■ **EXERCISE AIM**: Please pull from the listing below every line that contains the word "ornament", copying each one in full. Case counts.

----------------

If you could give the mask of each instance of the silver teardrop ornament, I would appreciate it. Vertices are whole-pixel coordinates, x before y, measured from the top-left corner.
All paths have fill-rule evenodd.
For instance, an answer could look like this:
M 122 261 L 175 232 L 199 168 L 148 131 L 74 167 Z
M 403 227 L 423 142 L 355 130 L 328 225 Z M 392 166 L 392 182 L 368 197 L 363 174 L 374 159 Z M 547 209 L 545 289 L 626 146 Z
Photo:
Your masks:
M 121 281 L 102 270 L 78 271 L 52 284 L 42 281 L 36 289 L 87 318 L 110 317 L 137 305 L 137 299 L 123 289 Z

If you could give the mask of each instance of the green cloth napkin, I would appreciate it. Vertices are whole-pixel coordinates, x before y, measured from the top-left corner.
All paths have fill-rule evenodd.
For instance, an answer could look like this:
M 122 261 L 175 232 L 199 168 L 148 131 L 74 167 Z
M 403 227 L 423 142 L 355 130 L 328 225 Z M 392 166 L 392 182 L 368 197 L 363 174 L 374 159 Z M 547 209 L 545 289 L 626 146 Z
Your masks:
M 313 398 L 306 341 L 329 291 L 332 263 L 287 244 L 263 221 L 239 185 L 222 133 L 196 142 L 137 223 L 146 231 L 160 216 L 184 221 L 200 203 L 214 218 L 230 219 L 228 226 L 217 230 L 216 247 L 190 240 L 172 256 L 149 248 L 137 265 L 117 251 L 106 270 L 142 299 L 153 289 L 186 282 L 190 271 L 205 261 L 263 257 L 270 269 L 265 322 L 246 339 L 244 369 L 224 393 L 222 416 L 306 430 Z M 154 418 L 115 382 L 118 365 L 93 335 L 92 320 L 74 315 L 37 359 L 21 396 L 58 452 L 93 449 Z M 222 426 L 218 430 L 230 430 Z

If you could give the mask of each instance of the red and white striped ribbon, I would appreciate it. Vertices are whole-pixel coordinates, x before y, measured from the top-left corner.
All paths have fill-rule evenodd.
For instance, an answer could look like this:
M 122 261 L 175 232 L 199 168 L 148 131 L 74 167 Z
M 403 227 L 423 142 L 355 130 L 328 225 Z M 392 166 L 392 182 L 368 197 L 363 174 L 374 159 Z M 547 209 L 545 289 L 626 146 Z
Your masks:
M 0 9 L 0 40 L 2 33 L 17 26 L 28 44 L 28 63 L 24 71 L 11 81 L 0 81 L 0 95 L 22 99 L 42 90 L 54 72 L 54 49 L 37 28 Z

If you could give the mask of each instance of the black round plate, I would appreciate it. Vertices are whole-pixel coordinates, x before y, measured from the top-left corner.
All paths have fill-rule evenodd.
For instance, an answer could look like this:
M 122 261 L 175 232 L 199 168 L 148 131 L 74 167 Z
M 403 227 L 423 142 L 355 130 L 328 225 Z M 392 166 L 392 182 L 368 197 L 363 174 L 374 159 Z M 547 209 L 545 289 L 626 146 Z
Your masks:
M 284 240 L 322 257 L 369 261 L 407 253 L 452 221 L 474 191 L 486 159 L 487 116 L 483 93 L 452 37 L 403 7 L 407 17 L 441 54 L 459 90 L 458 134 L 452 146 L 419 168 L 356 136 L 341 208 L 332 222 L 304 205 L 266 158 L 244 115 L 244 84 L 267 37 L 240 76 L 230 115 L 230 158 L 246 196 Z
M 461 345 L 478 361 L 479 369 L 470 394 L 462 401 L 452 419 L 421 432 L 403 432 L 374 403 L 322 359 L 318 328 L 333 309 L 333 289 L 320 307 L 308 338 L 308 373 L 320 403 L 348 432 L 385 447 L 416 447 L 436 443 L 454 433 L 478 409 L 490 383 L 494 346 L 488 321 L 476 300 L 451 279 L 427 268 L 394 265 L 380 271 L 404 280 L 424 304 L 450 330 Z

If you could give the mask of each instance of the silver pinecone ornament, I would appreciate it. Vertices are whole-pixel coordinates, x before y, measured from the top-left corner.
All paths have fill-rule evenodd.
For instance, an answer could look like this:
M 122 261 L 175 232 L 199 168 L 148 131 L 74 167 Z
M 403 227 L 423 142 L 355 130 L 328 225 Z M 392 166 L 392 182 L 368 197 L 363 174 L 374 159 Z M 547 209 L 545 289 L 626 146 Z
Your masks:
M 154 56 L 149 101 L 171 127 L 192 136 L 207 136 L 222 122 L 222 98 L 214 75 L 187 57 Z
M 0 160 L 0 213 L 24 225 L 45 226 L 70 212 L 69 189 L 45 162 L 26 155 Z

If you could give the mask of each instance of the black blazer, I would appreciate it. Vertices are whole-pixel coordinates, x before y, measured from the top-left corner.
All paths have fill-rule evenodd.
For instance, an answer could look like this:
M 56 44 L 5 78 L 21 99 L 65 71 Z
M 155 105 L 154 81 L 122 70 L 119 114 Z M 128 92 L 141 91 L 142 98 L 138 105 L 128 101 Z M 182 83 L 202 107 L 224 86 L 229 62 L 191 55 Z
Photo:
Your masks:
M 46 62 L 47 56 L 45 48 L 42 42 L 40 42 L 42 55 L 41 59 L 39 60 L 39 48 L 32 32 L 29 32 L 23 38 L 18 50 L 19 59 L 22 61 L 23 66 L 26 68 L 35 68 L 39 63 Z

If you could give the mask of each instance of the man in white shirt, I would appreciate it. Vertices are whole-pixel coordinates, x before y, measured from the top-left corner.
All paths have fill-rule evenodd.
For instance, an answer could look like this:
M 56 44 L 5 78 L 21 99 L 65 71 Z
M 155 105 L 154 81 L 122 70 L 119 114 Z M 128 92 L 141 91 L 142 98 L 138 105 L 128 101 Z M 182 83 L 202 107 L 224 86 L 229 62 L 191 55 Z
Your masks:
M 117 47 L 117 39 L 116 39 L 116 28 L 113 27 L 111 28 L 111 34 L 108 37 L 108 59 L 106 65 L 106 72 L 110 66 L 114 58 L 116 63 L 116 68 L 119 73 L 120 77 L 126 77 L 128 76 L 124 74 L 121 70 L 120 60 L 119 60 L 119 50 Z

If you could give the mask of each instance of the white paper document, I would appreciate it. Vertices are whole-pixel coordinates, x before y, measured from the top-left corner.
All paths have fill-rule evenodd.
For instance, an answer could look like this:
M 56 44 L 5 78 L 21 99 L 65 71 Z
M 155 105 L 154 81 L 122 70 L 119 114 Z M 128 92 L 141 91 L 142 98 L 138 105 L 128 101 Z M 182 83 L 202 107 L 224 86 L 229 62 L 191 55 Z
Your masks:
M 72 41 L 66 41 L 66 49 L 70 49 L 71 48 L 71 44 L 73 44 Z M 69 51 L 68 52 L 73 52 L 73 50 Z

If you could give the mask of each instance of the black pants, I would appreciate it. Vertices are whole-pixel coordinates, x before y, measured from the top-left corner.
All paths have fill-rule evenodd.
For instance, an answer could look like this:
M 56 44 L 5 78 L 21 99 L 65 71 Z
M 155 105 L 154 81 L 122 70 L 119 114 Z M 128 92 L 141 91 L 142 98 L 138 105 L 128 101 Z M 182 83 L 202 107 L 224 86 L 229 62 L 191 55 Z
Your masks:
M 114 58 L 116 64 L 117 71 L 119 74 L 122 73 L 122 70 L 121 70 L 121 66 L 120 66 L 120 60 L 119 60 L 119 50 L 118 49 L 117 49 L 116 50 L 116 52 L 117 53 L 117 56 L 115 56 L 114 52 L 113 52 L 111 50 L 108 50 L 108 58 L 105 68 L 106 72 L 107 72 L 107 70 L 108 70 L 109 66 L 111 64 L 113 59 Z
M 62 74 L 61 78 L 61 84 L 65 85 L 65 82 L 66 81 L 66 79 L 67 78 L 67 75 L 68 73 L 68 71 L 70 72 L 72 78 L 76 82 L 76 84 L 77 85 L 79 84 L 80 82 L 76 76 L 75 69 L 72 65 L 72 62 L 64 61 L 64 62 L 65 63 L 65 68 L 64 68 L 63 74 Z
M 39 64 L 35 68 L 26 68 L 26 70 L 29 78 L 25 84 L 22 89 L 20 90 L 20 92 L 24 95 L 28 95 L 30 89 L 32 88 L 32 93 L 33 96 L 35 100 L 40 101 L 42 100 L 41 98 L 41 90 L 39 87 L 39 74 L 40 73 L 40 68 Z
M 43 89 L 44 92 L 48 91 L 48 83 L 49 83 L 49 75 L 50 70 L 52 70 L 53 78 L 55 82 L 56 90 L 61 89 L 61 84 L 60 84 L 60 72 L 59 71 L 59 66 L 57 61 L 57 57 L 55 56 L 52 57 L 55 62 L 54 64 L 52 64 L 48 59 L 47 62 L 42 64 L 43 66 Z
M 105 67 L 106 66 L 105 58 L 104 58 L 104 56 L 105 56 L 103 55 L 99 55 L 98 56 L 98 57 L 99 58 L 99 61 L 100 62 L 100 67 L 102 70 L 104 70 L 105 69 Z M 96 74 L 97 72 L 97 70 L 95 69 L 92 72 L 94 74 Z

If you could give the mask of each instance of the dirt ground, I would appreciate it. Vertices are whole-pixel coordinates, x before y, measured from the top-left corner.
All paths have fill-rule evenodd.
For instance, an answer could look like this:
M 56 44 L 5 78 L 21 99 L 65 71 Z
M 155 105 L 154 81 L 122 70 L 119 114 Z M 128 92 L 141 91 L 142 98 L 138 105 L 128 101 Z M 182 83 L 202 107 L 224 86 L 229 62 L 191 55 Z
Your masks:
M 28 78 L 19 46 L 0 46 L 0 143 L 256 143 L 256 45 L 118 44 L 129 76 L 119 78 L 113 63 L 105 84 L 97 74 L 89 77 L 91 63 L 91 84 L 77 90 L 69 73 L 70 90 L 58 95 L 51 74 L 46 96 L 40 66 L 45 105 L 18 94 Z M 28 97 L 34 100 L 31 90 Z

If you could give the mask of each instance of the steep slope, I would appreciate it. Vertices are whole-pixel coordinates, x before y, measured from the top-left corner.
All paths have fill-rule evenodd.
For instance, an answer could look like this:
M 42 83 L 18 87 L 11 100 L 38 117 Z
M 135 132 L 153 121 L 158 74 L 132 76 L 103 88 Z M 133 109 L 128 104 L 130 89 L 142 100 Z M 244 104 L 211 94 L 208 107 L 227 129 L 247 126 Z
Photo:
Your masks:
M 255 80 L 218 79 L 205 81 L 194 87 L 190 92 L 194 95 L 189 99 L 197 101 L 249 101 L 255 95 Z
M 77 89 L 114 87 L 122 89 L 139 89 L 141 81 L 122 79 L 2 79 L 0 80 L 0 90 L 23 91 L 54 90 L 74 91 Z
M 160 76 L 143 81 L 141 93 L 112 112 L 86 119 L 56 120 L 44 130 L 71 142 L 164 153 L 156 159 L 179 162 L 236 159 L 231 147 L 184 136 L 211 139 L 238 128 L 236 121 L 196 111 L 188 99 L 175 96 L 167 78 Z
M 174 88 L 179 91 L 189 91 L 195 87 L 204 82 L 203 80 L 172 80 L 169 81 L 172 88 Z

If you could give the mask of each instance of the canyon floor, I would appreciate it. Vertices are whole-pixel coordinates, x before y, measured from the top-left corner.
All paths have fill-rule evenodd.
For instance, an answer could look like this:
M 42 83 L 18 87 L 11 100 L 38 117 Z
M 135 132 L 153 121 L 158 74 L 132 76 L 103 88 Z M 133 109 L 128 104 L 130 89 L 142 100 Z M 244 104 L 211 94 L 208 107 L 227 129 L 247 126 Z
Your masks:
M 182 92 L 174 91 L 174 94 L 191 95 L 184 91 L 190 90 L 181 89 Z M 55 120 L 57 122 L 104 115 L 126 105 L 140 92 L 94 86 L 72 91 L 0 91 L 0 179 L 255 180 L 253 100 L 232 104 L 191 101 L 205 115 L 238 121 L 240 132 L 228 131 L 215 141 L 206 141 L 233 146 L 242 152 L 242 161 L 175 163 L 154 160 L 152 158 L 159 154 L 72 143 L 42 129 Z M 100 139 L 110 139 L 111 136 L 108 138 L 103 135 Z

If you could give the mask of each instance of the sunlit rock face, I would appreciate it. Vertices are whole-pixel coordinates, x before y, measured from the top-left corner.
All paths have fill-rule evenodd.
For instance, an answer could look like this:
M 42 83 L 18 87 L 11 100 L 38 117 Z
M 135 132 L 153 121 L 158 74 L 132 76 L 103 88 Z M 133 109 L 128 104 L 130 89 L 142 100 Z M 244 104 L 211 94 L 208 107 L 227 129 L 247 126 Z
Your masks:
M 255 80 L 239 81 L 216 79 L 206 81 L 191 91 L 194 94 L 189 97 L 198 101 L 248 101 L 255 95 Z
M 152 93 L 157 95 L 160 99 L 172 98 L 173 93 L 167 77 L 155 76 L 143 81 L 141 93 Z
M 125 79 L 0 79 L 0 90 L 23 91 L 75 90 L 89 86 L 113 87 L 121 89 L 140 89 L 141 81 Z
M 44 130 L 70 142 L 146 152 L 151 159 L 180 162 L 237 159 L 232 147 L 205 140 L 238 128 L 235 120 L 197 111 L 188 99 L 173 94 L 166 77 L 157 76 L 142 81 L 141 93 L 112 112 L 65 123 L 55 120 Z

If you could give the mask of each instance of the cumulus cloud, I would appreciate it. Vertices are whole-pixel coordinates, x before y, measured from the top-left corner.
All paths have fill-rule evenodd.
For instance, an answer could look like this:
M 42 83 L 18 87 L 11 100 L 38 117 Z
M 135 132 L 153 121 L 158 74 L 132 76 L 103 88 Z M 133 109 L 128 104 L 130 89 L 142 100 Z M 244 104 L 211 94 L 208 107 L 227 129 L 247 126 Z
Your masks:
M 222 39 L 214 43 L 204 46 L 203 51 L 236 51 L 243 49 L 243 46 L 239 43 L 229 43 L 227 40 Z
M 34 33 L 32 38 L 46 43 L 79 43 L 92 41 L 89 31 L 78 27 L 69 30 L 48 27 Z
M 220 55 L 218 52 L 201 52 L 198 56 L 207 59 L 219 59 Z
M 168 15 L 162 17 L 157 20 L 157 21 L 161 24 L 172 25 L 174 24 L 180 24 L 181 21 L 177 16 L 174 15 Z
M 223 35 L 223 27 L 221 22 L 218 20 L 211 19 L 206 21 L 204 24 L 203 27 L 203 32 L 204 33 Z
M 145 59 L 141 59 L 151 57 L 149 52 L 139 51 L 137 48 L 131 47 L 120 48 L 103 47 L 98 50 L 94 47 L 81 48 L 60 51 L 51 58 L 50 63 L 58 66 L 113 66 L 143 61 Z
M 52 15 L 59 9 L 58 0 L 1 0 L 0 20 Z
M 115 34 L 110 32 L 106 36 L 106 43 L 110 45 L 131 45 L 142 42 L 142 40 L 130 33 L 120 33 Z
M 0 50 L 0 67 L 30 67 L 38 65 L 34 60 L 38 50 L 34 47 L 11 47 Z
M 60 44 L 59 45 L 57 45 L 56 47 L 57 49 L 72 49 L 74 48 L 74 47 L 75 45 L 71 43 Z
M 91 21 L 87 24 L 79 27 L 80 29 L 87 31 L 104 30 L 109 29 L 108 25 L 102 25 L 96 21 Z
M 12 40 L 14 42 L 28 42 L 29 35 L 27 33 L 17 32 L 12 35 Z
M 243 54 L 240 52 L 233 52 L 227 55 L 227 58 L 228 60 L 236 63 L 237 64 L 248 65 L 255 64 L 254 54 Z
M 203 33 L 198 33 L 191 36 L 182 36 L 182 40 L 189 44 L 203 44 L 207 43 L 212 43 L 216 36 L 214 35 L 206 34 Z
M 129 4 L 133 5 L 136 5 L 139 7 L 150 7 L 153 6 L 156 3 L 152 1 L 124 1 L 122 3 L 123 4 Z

----------------

■ **RESPONSE TO THE EXERCISE**:
If you could give the mask of each instance of the silver teardrop ornament, I would appreciate it. Vertices are whole-pixel coordinates, x before y, measured from the top-left corner.
If you could give the mask of each instance of the silver pinecone ornament, I would appreciate it. Vertices are whole-pixel coordinates, x before y, measured from the top-left corner.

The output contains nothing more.